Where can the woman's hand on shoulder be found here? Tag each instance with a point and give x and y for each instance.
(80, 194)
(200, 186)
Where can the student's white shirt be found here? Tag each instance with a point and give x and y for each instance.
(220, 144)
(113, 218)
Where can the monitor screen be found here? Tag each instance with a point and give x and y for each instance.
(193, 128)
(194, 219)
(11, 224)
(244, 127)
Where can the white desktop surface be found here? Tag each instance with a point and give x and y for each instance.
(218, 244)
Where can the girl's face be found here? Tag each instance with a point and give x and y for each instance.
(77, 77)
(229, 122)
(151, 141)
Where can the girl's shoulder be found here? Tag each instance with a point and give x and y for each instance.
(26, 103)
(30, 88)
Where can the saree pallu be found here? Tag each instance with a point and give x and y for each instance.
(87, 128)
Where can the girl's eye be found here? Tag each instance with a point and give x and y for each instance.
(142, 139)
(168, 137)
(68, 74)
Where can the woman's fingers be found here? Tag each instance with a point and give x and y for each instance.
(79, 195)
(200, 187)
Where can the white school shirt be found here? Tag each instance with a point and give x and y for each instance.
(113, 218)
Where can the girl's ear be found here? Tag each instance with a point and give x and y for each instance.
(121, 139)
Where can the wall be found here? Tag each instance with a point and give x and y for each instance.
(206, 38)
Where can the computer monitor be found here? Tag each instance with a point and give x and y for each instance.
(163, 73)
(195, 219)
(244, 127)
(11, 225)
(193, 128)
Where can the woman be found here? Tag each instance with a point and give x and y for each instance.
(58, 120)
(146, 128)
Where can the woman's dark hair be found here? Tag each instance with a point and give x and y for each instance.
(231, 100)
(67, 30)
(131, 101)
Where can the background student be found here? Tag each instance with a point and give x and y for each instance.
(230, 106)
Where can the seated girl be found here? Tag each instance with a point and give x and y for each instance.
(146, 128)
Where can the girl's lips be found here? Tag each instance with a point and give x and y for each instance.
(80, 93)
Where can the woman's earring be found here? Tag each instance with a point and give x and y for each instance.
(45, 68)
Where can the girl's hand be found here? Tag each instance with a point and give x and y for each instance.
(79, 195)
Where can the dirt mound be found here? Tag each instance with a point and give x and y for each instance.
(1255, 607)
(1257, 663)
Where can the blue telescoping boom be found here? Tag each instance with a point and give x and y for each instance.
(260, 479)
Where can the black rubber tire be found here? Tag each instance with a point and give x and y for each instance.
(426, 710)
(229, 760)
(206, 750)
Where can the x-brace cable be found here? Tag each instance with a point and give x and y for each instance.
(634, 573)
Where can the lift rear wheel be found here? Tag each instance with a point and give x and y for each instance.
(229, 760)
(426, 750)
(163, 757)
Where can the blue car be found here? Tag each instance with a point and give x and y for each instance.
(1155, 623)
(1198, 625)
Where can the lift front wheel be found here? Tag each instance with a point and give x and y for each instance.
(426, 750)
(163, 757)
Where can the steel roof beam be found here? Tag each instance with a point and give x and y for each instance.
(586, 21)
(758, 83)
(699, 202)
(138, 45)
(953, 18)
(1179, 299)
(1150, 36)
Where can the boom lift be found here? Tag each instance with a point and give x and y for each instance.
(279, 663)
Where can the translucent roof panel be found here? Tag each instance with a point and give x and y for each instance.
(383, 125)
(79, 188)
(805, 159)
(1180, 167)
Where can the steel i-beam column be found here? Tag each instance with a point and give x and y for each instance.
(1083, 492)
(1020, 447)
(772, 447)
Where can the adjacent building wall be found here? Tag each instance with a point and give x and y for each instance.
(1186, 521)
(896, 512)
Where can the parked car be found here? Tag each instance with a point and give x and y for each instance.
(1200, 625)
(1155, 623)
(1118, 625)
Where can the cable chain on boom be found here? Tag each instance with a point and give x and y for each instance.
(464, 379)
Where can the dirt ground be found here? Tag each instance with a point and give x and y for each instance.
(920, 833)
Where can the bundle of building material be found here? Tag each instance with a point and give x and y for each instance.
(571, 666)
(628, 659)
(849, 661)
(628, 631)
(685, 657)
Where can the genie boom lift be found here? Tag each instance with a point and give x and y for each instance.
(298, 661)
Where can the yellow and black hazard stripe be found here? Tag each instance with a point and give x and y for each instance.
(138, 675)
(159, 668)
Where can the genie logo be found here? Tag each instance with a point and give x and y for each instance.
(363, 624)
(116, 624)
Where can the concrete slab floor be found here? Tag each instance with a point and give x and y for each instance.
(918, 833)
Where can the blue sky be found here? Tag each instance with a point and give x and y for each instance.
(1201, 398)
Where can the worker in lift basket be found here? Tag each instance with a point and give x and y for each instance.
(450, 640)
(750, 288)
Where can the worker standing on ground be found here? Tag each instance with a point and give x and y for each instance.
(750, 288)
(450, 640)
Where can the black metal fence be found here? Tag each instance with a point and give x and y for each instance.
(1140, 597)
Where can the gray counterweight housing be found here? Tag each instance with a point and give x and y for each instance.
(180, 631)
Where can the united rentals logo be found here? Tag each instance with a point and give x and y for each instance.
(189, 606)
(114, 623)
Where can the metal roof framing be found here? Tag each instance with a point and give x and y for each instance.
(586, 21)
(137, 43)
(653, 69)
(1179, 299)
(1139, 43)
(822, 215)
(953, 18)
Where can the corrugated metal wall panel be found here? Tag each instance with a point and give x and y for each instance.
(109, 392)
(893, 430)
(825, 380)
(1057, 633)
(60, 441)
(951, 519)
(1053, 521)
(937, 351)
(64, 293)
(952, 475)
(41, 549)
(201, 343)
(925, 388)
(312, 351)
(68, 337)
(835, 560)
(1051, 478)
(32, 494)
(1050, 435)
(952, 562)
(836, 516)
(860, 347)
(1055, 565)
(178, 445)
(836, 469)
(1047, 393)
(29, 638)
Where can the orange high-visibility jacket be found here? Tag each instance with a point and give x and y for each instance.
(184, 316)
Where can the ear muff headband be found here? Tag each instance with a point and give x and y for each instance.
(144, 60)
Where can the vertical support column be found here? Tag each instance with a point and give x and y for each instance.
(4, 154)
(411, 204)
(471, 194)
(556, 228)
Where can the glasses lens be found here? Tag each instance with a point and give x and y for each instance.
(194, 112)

§ **YOUR GOAL**
Render the whole set of entries again, exactly as given.

§ **TASK SOLUTION**
Where can the woman's hand on shoulder be found here? Tag each instance with a point and give x and y for each instance.
(80, 194)
(200, 186)
Where can the student's white shirt be found here? Tag each instance with a point and give x and y for each instance.
(220, 144)
(113, 218)
Where can the monitor screen be found here? Tag each instance with a point and give x and y for each instance.
(193, 128)
(194, 219)
(11, 224)
(244, 127)
Where can the white desktop surface be found here? Tag each instance with a point and give x and y for each instance.
(218, 244)
Where can the girl's face be found here? Tag each instance with a point and give x and y for each instance.
(77, 77)
(229, 122)
(151, 141)
Where can the girl's shoulder be found here? Tag each instance with a point and give x and y for each instance.
(26, 103)
(30, 88)
Where can the saree pallu be found here? Tag each instance with a point and give x and y for each instance.
(87, 128)
Where can the girl's eye be found here? Tag each instance with a point and give x and y for each instance.
(142, 139)
(168, 137)
(68, 74)
Where can the woman's fingers be found here? Tag each instance with a point and give x and y for each instance.
(79, 195)
(200, 187)
Where can the white school shirt be found here? Tag each instance with a point and give x and y for each instance.
(113, 218)
Where can the girl's ear be found here? Tag each instance with a point and give x and y for each instance.
(121, 139)
Where can the wall be found here? Tag each instance with a point and give x and y for each instance.
(206, 38)
Where can the computer monitor be found here? Tag each instance with a point and give x and y for each instance.
(163, 73)
(195, 219)
(244, 127)
(11, 225)
(193, 128)
Where can the woman be found here? Tag each instance with a point and give x and y for each instance.
(58, 120)
(146, 128)
Where can the woman's dark hair be found here? Tag each instance with a point and give x and y for each instance.
(231, 100)
(67, 30)
(131, 101)
Where can the background student be found here? Tag each instance with a point and give x and y for each instance.
(230, 106)
Where can the seated girl be found here? Tag each instance with a point and give x and y for each instance.
(146, 128)
Where can the girl's lips be found here? Tag each instance with a point and give x and y for each instance.
(80, 93)
Where can the woman's earring be found here? Tag each instance with a point and give x and y for each instance.
(45, 68)
Where can the girl's hand be found here? Tag each instance with a point and give x and y for each instance.
(79, 195)
Where can the dirt mound be found here? Tag each instance with a point and give x and y for each instance.
(1255, 607)
(1257, 663)
Where can the blue telescoping boom be found here? Tag each instance with a point and give x and y for each instance.
(260, 479)
Where can the black rubber tire be found here? Tag each instance with a point and give x and y for each instance.
(426, 710)
(229, 760)
(206, 750)
Where can the x-brace cable be found here? Tag each instance with a point and give x and y for each instance.
(634, 573)
Where can the lift rear wheel be found here? Tag each instance with a point and give x and y for each instance.
(229, 760)
(426, 750)
(163, 757)
Where can the blue car be found here? Tag each instance with a point and give x and y for each instance.
(1155, 623)
(1198, 625)
Where can the lift front wheel be found here? Tag each instance with a point and give x and y for each instance.
(426, 750)
(163, 757)
Where can the steel roof beam be found here? Tag each instance with a point and give x and y for each instance.
(586, 21)
(758, 83)
(699, 202)
(138, 45)
(953, 18)
(1179, 299)
(1150, 36)
Where can the boom lift be found here? Tag each instance with a point and give x and y for each instance.
(279, 663)
Where can the translucent roof panel be found here? Tag each instance with a point and give x and y for each instance.
(383, 125)
(79, 188)
(805, 159)
(1180, 167)
Where can the steel i-beam column be found here? Tag each instance with a point and give x and y for each instance.
(1083, 492)
(1020, 447)
(772, 447)
Where can the adjacent building wall be found here? Tag each instance with a point and give x and y for each instance.
(1186, 521)
(896, 512)
Where can the parked car be found here? Tag each instance with a point and give x and y for each instance.
(1200, 625)
(1155, 623)
(1118, 625)
Where can the cable chain on boom be found here? Tag each instance with a point and give x and y for each instance.
(464, 379)
Where can the dirt ground be found here? Tag each instance with a point and give x and y for each instance.
(920, 833)
Where can the bundle of building material be found here? Tag each instance with a point and give x and y for each instance.
(571, 666)
(628, 659)
(849, 661)
(628, 631)
(685, 657)
Where can the genie boom lift be found here? Tag each instance with a point and give x and y for each instance.
(298, 661)
Where can the yellow and black hazard stripe be found here? Tag each instance with a point and give x and y for each instance.
(138, 675)
(159, 668)
Where can the genie logo be found here? Tag each instance with a point and give x and y for each instance.
(363, 624)
(116, 624)
Where can the concrete slab floor be found here? Tag each instance with a point and give x and y for each instance.
(918, 833)
Where can the blue sky be found here? Tag each instance with a point and give x and y for each instance.
(1201, 398)
Where can the worker in lift basket be found here? Tag each instance with a point and give x and y for each instance.
(450, 640)
(750, 288)
Where can the worker standing on ground be found here? Tag each instance with a point and give x and y for each instance.
(750, 288)
(450, 640)
Where can the black metal fence be found here? Tag each instance with a point and give x and y for each instance.
(1140, 597)
Where can the gray counterweight housing be found here? Tag each instance with a point and give x and y for each instance.
(180, 631)
Where can the united rentals logo be found here? Tag each instance with a point and give x and y for each instance.
(189, 606)
(114, 623)
Where can the metal roof framing be found here? Tag each instance with a point and give x and y for each instance.
(586, 21)
(137, 43)
(653, 69)
(1179, 299)
(1139, 43)
(822, 215)
(953, 18)
Where can the corrugated metal wall panel be found here? Tag each instance with a point and give x and y for each instance.
(109, 392)
(893, 430)
(825, 380)
(1057, 633)
(60, 441)
(951, 519)
(1053, 521)
(937, 351)
(64, 293)
(952, 475)
(41, 549)
(201, 343)
(925, 388)
(312, 351)
(68, 337)
(835, 560)
(1051, 478)
(32, 494)
(1050, 435)
(952, 562)
(836, 516)
(860, 347)
(1055, 565)
(178, 445)
(836, 469)
(1047, 393)
(29, 638)
Where can the orange high-visibility jacket be found here? Tag each instance with a point and give x and y for each instance.
(184, 316)
Where can the ear muff headband be found here? Tag each instance with a point and give x and y for each instance.
(144, 60)
Where can the vertical support column be found here? Tag each instance with a point and give x and y for each instance.
(4, 154)
(411, 204)
(471, 194)
(556, 228)
Where can the glasses lens be found here? Tag each instance with a point and give x and y for each instance.
(194, 112)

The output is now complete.